[Excerpted data — start]
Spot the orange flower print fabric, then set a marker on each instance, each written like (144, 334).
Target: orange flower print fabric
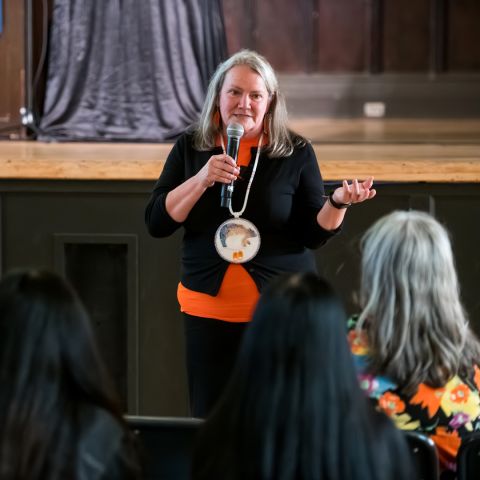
(446, 414)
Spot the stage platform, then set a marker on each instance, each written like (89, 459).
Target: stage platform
(390, 150)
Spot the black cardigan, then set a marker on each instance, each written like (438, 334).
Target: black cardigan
(284, 201)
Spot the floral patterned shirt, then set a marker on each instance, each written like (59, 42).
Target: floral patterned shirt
(445, 414)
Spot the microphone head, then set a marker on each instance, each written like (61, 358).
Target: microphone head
(235, 130)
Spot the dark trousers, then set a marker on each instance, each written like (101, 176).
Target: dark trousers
(211, 349)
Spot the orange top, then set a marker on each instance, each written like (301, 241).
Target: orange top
(238, 294)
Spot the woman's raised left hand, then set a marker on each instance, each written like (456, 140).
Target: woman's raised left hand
(354, 192)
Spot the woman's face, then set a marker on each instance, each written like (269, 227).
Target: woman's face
(244, 99)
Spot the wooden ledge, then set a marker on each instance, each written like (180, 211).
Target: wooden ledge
(132, 161)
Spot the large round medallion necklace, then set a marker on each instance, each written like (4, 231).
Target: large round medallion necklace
(237, 240)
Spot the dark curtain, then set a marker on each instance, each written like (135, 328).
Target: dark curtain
(132, 70)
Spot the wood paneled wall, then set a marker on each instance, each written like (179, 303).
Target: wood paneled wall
(319, 36)
(421, 58)
(22, 68)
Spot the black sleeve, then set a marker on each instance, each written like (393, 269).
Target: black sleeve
(309, 199)
(159, 222)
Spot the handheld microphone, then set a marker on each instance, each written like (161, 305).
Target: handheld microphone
(234, 133)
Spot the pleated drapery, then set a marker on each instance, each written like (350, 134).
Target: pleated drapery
(132, 70)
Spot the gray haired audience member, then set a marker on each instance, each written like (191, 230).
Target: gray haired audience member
(59, 416)
(293, 409)
(417, 357)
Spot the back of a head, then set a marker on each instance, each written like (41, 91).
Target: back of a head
(293, 408)
(48, 366)
(410, 299)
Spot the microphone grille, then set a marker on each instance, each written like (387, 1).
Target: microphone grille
(235, 130)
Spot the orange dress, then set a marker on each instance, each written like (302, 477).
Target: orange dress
(238, 293)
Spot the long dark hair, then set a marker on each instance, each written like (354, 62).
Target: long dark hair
(49, 366)
(293, 408)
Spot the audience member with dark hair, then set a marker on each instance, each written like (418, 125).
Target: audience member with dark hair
(417, 356)
(59, 417)
(293, 408)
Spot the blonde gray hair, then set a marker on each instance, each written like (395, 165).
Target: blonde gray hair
(281, 140)
(415, 323)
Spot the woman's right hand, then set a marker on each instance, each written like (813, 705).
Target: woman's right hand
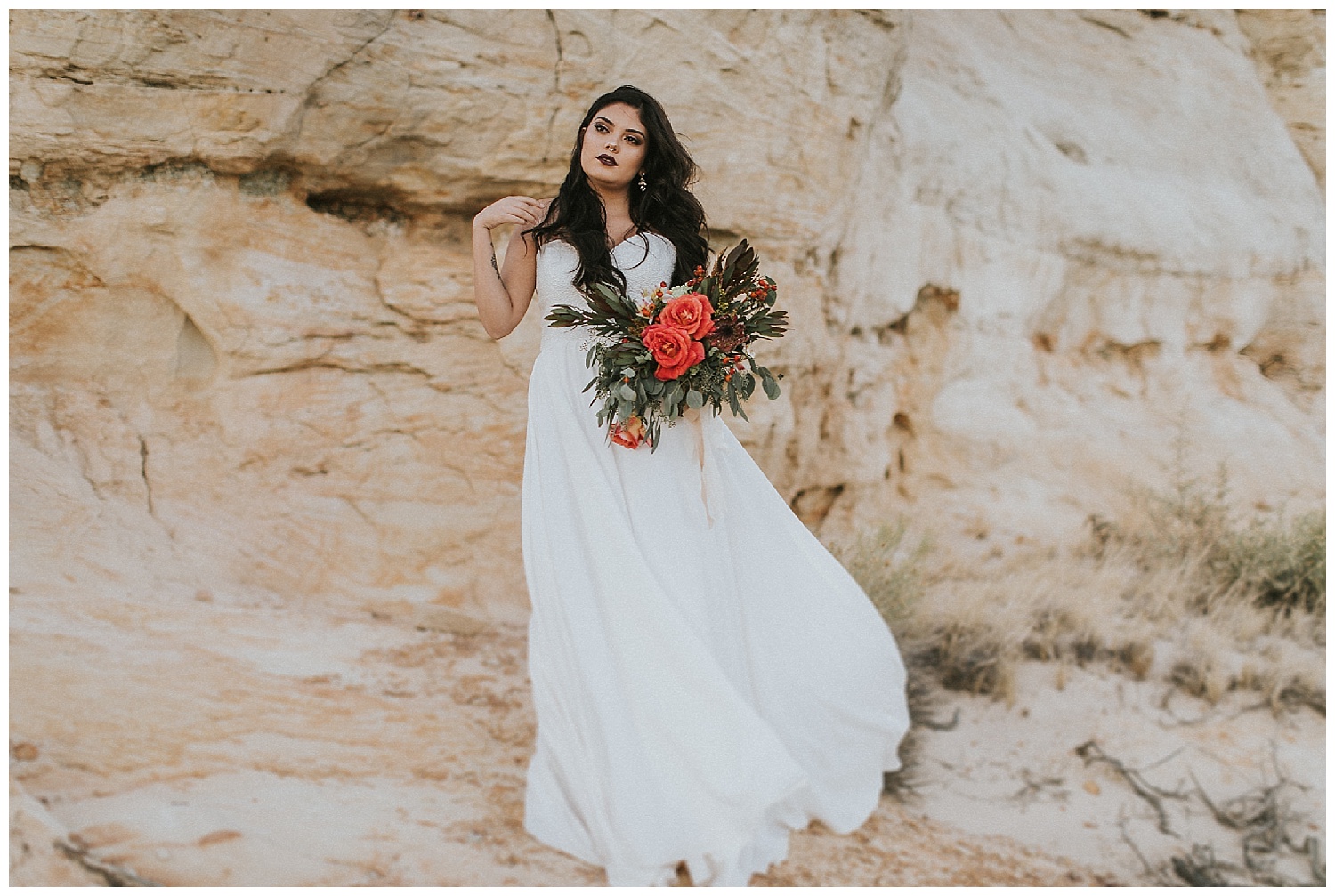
(525, 211)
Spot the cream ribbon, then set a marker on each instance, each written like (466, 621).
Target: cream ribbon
(707, 466)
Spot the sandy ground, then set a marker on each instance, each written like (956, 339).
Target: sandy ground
(206, 744)
(1019, 770)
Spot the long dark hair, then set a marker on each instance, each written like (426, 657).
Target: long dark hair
(665, 207)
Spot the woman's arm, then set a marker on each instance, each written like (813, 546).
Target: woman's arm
(502, 294)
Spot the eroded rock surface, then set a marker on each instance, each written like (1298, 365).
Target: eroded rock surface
(1024, 253)
(1028, 255)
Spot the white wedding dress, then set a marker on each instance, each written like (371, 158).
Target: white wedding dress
(705, 674)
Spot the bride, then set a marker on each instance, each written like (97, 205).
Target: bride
(705, 676)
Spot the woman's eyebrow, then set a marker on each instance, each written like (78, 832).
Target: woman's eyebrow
(609, 122)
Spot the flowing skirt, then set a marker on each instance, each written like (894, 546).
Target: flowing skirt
(707, 677)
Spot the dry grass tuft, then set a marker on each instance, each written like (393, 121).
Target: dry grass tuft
(1172, 588)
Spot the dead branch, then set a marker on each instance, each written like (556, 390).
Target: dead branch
(1091, 752)
(112, 874)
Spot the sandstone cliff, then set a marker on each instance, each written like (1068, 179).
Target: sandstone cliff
(1025, 254)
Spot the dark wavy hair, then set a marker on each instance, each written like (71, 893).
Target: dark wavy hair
(667, 207)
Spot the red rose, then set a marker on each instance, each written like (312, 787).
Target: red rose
(630, 432)
(692, 312)
(673, 349)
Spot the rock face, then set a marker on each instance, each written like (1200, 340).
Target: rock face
(1025, 255)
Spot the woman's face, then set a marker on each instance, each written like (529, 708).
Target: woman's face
(614, 147)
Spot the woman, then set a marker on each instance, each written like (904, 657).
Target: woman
(705, 674)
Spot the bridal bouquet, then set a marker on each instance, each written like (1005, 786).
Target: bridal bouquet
(678, 347)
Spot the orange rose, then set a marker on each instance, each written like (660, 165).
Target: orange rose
(692, 312)
(673, 349)
(630, 432)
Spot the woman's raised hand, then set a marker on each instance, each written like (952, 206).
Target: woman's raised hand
[Excerpted data — finish]
▸ **About this task**
The reply should hold every line of the material above, unchanged, and no pictures.

▸ **Answer box**
Spot the orange flower print fabric, then set a marker on each instance, each written like (144, 334).
Target: orange flower print fabric
(446, 414)
Spot the stage platform, then set a marker on each instance, each written like (89, 459).
Target: stage platform
(390, 150)
Spot the black cardigan, then set a marker on each instance, each written like (438, 334).
Target: black cardigan
(284, 201)
Spot the floral patterned shirt, then set a marker on each instance, each written like (59, 42).
Target: floral patterned shirt
(445, 414)
Spot the microphone head, then set a marker on each instance, each written like (61, 358).
Target: microphone head
(235, 130)
Spot the dark trousers, then set a marker on each instance, each written like (101, 176).
Target: dark trousers
(211, 349)
Spot the orange top, then set a marker on each instance, each written like (301, 241).
Target: orange top
(238, 294)
Spot the woman's raised left hand, then set a marker on each instance, each written like (456, 140).
Target: woman's raised left hand
(354, 192)
Spot the woman's face, then set a marker on each instance, each written like (269, 227).
Target: woman's face
(244, 99)
Spot the wooden ledge, then set a marker on each instance, each written like (180, 211).
Target: wooden ledge
(132, 161)
Spot the large round medallion necklace, then set a marker on each instance, each written like (4, 231).
Target: large round medallion necklace
(237, 240)
Spot the dark curtain, then set a marker on each instance, each written like (135, 328).
Target: dark curtain
(132, 70)
Spot the wood paneled wall, then set a marker on each instance, each written like (179, 303).
Target: wood paneled wall
(319, 36)
(421, 58)
(22, 68)
Spot the black sleeve, then set a marker on each instance, each written like (393, 269).
Target: black sleeve
(309, 199)
(159, 222)
Spot the handheld microphone, then set a marker on each instance, each written like (161, 305).
Target: handheld microphone
(234, 133)
Spot the pleated drapery, then set a marker on each instance, each written like (350, 134).
Target: pleated drapery
(132, 70)
Spot the gray haired audience member, then set a marker on each instance, each written like (191, 230).
Target: gray haired audience member
(59, 416)
(293, 409)
(417, 357)
Spot the back of a head, then set a marker on each instance, each written like (41, 91).
Target: back of a head
(293, 408)
(48, 366)
(410, 299)
Spot the microphone grille, then set a marker on each instance, each written like (387, 1).
Target: microphone grille
(235, 130)
Spot the orange dress, then set a marker on each instance, each written like (302, 477).
Target: orange dress
(238, 293)
Spot the long dark hair, then set a marker on each instance, each written like (354, 62).
Target: long dark hair
(49, 366)
(293, 408)
Spot the audience member with dark hair, then set a marker on each instance, each written like (418, 125).
Target: audience member with dark hair
(417, 356)
(59, 417)
(293, 408)
Spot the blonde gray hair, then set a marker on each instance, each written like (395, 165).
Target: blonde gray hair
(281, 140)
(415, 323)
Spot the woman's right hand, then set a marker on each instance, each written like (813, 705).
Target: woman's right hand
(525, 211)
Spot the cream ribbon, then set a marker on each instance, each written like (466, 621).
Target: cream ribbon
(707, 466)
Spot the sandy ground, then set a marker on each instance, each written like (956, 339).
Target: sandy ground
(206, 744)
(1019, 770)
Spot the long dark hair, then set a marker on each instance, each written like (426, 657).
Target: long dark hair
(665, 207)
Spot the woman's arm, then set a marker on each instance, each written like (813, 546).
Target: woman's arm
(502, 294)
Spot the eroded rock surface, then set a marker on each instance, each written like (1298, 365).
Target: eroded rock surface
(1024, 253)
(1028, 255)
Spot the white wedding dress, then set a marker on each instance, each written like (371, 158).
Target: white wedding dress
(705, 674)
Spot the bride, then set a marker on each instance, each written like (97, 205).
Target: bride
(705, 676)
Spot the woman's eyebrow, then set a marker on each instance, each written like (78, 832).
Target: woman's eyebrow
(609, 122)
Spot the flowing skirt, then set a marker on each instance, each written like (894, 546).
Target: flowing skirt
(707, 677)
Spot the dry grass tuft, then set a marker on each instance, each written like (393, 121).
Target: dry grass tuft
(1172, 588)
Spot the dead branch, then set a marker on each instance, each written like (556, 390).
Target: dead branch
(1091, 752)
(112, 874)
Spot the sandstone cliff, then set a marker on each instance, each written like (1068, 179).
Target: sandstone cliff
(1025, 254)
Spot the dark wavy hair, then set a marker on each instance, each written like (71, 893).
Target: dark wavy hair
(667, 207)
Spot the red rose, then set a marker on each instance, each written like (312, 787).
Target: red rose
(630, 432)
(692, 312)
(673, 349)
Spot the rock face, then set a marker on each instance, each written like (1200, 340).
Target: rock face
(1025, 255)
Spot the woman's face, then set a marker on each instance, each written like (529, 708).
Target: woman's face
(614, 147)
Spot the woman, then set a marker on each instance, each written like (904, 657).
Target: woman
(705, 674)
Spot the bridal bouquet, then set a marker on each instance, each written like (1005, 786).
Target: bridal bouquet
(678, 347)
Spot the orange rose, then set a marker on each instance, each written like (660, 165).
Target: orange rose
(692, 312)
(673, 349)
(630, 432)
Spot the woman's raised hand, then set a marker on each instance, each written like (952, 206).
Target: woman's raised hand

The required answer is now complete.